:: TEXT EXTRACT ::
↓
Gary Dillon v. PiCo, Inc.
239 So. 3d 527
Miss. Ct. App.2017Background
- On July 22, 2014 Gary Dillon rear-ended a tractor‑trailer driven by PiCo employee David Rodgers; Dillon was paralyzed from the waist down. Dillon has no recollection of the accident.
- The Dillons sued PiCo (respondeat superior) on April 8, 2015; PiCo served requests for admissions on May 7, 2015 with a 30‑day response deadline.
- Dillon did not timely answer; the requests were deemed admitted on June 8, 2015. Late answers were served July 14, 2015, and a motion to withdraw the admissions was not filed until May 17, 2016 after the court prompted it.
- PiCo moved for summary judgment on April 1, 2016 relying in part on the deemed admissions; the Dillons filed a Rule 56(f) motion for more discovery but did not discuss the admissions in that motion.
↑
:: SOURCE EXCERPT ::
↓
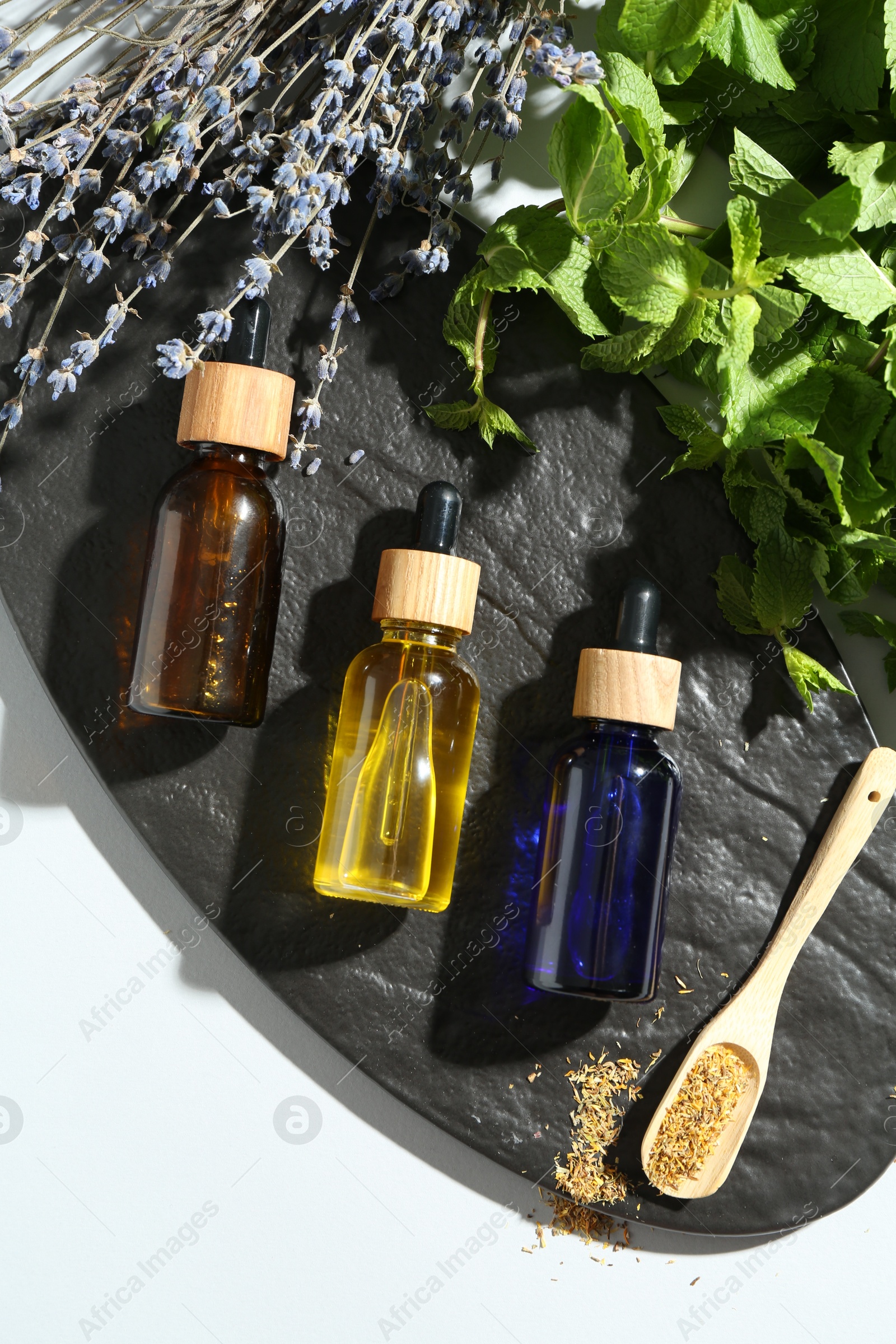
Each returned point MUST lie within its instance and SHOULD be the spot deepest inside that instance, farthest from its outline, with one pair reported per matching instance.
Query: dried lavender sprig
↑
:: JOB ::
Please give the date on which the requests for admissions were deemed admitted, according to the Dillon v. PiCo case summary.

:: TASK ANSWER ::
June 8, 2015